EXERCISES TO COMPLETE -
(a) From the text on RNAi libraries, list the titles of all the articles it cites.
(b) Answer these questions from the text on RNAi libraries:
(i) Through the degradation of what does RNAi silence protein-coding genes?
(ii) At least how many siRNAs does the clone library hold for each annotated gene?
(iii) In which journal did "Germline transmission of RNAi" appear?

TEXT SHOWN -
___
RNAi Libreries – Gentaur

RNAI Libraries
RNAi Clone Library targeting all annotated genes in the human and mouse genomes.

Background:

Recent work has identified that a conserved biological response to double-stranded RNA, known as RNA interference (RNAi), specifically silences protein-coding genes through degradation of homologous mRNAs. Scientists at Cold Spring Harbor Laboratory (CSHL) have exploited this natural process to efficiently and cost-effectively probe gene function through targeted RNAi-induction.

RNAi Clone Library:

Scientists in the Hannon Lab at CSHL are generating an RNAi Clone Library consisting of at least 3 siRNAs specifically targeting every annotated gene in the human and mouse genomes. By allowing for selective silencing of any gene in the genome, these large-scale libraries of RNAi-inducing plasmids provide a powerful tool for systematically probing gene function on a whole genome scale and introduce novel methods to screen for potential therapeutic targets associated with diseases ranging from HIV to cancer.

Greg Hannon is an expert in the areas of post-transcriptional gene silencing and RNAi. His laboratory has been responsible for many of the seminal discoveries that uncovered the role of RNAi in normal cell physiology. For a more detailed explanation of RNAi and the potential of this technology please refer to his most recent articles “Short hairpin RNAs (shRNAs) induce sequence-specific silencing in mammalian cells.” (Genes Dev. 2002; 16, 948-958), “Germline transmission of RNAi” (Nat Struct Biol. 2003; 10, 91-92) and “An epi-allelic series of p53 hypomorphs created by stable RNAi produces distinct tumor phenotypes in vivo.” (Nat Genet. 2003; 33, 396-400).

Applications:

The ability to generate RNAi-inducing clones individually target specific genes in the human genome will permit rapid, cost-efficient, loss-of -function genetic screens and rapid tests for genetic interactions to be performed in mammalian cells. Such approaches hold tremendous promise for unleashing the dormant potential of sequenced genomes and provide drug companies and individual researchers with an efficient means to help locate gene targets involved in any disease of interest.
___
GIVEN DATA -
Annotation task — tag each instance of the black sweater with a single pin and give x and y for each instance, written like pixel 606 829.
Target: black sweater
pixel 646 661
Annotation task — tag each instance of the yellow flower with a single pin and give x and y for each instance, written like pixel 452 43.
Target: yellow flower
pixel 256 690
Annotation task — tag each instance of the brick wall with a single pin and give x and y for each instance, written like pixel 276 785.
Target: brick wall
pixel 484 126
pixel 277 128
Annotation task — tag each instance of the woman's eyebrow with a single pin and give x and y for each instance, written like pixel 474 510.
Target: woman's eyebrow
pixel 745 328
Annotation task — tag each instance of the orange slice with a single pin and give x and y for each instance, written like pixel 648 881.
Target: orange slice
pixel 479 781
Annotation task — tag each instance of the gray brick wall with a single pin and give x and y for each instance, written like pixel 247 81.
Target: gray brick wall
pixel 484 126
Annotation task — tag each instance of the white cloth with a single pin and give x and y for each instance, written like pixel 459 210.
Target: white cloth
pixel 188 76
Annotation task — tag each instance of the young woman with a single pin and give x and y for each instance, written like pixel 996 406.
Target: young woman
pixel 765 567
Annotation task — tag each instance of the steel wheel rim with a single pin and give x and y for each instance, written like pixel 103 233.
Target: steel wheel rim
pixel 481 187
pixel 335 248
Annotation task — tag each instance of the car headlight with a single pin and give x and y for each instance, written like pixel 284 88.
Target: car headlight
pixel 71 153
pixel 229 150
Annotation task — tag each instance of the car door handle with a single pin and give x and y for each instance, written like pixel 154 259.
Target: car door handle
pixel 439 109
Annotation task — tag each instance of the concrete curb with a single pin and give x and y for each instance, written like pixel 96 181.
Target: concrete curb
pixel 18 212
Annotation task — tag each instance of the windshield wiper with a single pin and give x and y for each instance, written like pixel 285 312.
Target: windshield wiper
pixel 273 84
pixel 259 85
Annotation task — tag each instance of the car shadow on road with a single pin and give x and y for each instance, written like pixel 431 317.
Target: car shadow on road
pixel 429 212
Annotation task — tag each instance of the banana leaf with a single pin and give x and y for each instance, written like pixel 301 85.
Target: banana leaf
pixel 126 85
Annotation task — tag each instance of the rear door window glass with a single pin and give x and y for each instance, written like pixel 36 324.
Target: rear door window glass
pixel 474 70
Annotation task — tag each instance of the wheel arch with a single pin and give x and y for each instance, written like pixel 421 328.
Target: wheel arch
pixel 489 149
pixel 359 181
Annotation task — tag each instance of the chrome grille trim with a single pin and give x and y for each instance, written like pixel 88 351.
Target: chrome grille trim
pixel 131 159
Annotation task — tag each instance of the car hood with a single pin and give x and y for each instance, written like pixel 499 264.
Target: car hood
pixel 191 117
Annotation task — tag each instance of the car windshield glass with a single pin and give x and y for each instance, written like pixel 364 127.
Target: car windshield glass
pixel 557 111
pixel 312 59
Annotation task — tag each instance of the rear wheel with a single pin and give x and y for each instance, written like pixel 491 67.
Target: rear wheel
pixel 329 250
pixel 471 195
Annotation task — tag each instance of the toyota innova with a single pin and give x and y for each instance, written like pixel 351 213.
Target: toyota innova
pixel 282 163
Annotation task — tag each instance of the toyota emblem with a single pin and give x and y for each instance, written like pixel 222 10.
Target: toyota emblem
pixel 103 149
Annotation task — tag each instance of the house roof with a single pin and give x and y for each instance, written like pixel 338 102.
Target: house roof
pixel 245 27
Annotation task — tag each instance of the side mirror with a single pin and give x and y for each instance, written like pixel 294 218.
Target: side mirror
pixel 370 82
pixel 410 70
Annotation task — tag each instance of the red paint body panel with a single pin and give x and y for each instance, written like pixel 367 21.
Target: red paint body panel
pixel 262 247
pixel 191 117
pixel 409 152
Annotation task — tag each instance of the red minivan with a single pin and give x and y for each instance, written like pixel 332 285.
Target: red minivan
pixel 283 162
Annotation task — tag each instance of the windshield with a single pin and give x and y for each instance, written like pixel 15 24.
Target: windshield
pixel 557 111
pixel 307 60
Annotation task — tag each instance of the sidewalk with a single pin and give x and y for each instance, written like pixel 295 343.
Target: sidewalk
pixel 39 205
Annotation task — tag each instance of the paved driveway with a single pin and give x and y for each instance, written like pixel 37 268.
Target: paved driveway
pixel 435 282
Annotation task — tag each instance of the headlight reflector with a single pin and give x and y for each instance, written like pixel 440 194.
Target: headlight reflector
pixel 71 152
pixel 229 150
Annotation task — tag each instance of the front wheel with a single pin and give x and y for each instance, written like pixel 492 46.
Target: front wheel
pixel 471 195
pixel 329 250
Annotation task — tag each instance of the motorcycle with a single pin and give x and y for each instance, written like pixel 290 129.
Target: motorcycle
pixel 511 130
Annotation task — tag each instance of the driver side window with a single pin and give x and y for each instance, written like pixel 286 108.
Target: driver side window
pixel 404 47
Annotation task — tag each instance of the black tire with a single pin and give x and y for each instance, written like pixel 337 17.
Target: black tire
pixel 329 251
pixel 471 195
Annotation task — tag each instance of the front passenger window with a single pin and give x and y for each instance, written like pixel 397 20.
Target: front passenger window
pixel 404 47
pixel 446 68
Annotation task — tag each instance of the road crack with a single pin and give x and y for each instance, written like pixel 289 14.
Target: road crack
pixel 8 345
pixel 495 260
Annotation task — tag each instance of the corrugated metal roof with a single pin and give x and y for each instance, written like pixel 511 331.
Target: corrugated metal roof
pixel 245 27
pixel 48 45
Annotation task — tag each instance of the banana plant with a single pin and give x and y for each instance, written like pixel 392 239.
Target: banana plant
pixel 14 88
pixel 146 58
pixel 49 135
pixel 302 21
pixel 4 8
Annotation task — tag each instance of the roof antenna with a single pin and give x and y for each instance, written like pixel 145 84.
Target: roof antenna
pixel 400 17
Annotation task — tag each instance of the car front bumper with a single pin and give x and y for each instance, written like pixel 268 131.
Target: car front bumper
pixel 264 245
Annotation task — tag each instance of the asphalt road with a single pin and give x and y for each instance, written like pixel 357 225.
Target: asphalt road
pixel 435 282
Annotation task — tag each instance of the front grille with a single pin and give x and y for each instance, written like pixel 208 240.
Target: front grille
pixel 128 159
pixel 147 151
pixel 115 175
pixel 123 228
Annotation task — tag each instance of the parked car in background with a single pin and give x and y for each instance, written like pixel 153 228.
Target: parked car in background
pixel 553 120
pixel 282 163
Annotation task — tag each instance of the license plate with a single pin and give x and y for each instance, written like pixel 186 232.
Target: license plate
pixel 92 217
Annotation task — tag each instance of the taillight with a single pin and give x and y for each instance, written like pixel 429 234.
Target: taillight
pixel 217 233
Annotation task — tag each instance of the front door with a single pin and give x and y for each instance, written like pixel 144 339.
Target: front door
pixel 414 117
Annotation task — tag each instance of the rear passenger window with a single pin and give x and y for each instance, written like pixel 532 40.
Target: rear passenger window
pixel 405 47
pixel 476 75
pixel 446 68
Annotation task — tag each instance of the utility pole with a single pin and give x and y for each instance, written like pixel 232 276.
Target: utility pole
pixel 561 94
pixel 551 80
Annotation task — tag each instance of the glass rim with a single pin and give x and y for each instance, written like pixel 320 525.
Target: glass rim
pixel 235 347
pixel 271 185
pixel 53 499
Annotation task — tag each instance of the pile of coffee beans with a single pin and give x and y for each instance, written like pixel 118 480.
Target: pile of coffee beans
___
RESPONSES FOR EACH TASK -
(a)
"Short hairpin RNAs (shRNAs) induce sequence-specific silencing in mammalian cells."
"Germline transmission of RNAi"
"An epi-allelic series of p53 hypomorphs created by stable RNAi produces distinct tumor phenotypes in vivo."

(b)
(i) Homologous mRNAs
(ii) At least 3
(iii) Nat Struct Biol